→ **Reading text**:

Series of Incidents Took Place Between March and June of 2014
WASHINGTON - A 27-year-old woman, of Washington D.C., was sentenced today to nine years in prison for physically abusing her son, announced Acting U.S. Attorney Vincent H. Cohen, Jr. and Cathy L. Lanier, Chief of the Metropolitan Police Department (MPD).
The woman, who is not identified here to protect the privacy of the victim, pled guilty in March 2015, in the Superior Court of the District of Columbia, to charges of aggravated assault against a minor, first-degree child cruelty while armed, and first-degree child cruelty. The plea, which was contingent upon the Court’s approval, called for the nine-year prison term. The Honorable Rhonda Reid Winston accepted the plea and sentenced the defendant accordingly. Following her prison term, the defendant will be placed on three years of supervised release.

→ **Available data**:

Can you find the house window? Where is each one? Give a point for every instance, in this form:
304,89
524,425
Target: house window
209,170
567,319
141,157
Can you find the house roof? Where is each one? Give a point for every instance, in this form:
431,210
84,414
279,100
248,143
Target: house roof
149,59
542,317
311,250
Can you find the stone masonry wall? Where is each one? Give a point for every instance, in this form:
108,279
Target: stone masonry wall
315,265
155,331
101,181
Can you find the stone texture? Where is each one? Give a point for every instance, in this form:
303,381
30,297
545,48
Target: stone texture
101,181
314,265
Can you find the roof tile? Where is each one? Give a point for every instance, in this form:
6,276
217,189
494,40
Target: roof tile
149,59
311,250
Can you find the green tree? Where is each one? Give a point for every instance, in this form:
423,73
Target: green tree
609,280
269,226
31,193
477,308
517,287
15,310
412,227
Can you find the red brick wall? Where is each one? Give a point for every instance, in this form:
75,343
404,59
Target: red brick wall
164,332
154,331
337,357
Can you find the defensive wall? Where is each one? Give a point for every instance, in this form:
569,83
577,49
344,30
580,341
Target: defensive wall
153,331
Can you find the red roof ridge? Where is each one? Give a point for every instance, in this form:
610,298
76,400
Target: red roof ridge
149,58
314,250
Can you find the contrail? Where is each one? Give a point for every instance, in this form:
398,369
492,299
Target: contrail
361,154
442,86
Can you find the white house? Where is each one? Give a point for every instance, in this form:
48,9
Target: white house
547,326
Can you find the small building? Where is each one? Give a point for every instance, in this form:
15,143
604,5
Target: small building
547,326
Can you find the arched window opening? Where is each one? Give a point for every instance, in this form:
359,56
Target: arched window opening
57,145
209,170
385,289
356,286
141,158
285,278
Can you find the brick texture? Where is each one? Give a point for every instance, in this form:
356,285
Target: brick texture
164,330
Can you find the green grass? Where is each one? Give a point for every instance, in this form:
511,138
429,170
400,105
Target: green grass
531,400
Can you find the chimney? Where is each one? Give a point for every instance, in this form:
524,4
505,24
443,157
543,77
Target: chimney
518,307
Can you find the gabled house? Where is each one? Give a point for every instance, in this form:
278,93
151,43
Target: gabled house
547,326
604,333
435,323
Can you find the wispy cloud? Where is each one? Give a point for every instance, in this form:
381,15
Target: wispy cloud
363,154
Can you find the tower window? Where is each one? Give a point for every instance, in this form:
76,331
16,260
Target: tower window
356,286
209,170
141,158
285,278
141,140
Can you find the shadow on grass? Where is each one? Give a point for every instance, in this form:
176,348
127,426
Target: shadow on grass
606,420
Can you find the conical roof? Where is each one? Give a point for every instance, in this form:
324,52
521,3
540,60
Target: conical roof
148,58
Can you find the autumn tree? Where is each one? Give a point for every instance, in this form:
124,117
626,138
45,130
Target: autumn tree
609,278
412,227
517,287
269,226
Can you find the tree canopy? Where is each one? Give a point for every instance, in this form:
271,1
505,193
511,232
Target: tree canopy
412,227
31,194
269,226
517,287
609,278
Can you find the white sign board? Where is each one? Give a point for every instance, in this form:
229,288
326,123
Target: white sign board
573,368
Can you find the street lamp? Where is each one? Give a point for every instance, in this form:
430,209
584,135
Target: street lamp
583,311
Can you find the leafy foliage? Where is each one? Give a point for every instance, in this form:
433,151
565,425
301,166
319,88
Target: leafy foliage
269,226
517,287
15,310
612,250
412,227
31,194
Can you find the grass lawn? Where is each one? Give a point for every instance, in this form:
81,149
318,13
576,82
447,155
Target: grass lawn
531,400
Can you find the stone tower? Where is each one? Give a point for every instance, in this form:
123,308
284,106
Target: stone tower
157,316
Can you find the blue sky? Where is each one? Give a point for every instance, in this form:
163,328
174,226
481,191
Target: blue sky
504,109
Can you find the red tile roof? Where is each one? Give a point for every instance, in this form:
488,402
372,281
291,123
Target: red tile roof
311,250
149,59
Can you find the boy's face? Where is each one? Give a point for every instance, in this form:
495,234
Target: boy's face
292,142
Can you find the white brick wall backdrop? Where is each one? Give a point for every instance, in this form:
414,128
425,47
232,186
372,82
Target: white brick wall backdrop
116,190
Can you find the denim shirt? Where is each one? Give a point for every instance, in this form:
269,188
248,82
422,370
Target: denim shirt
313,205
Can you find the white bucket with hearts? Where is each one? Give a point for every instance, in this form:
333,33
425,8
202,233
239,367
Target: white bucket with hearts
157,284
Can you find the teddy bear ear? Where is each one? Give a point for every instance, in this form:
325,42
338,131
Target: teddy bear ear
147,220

→ **Required work**:
a – Quote the passage of the sentencing release that begins with the words "Series of Incidents" and ends with "of supervised release.".
b – List the charges to which the defendant pled guilty, according to the sentencing release.

→ **Task-by-task solutions**:
a –
Series of Incidents Took Place Between March and June of 2014
WASHINGTON - A 27-year-old woman, of Washington D.C., was sentenced today to nine years in prison for physically abusing her son, announced Acting U.S. Attorney Vincent H. Cohen, Jr. and Cathy L. Lanier, Chief of the Metropolitan Police Department (MPD).
The woman, who is not identified here to protect the privacy of the victim, pled guilty in March 2015, in the Superior Court of the District of Columbia, to charges of aggravated assault against a minor, first-degree child cruelty while armed, and first-degree child cruelty. The plea, which was contingent upon the Court’s approval, called for the nine-year prison term. The Honorable Rhonda Reid Winston accepted the plea and sentenced the defendant accordingly. Following her prison term, the defendant will be placed on three years of supervised release.

b –
- Aggravated assault against a minor
- First-degree child cruelty while armed
- First-degree child cruelty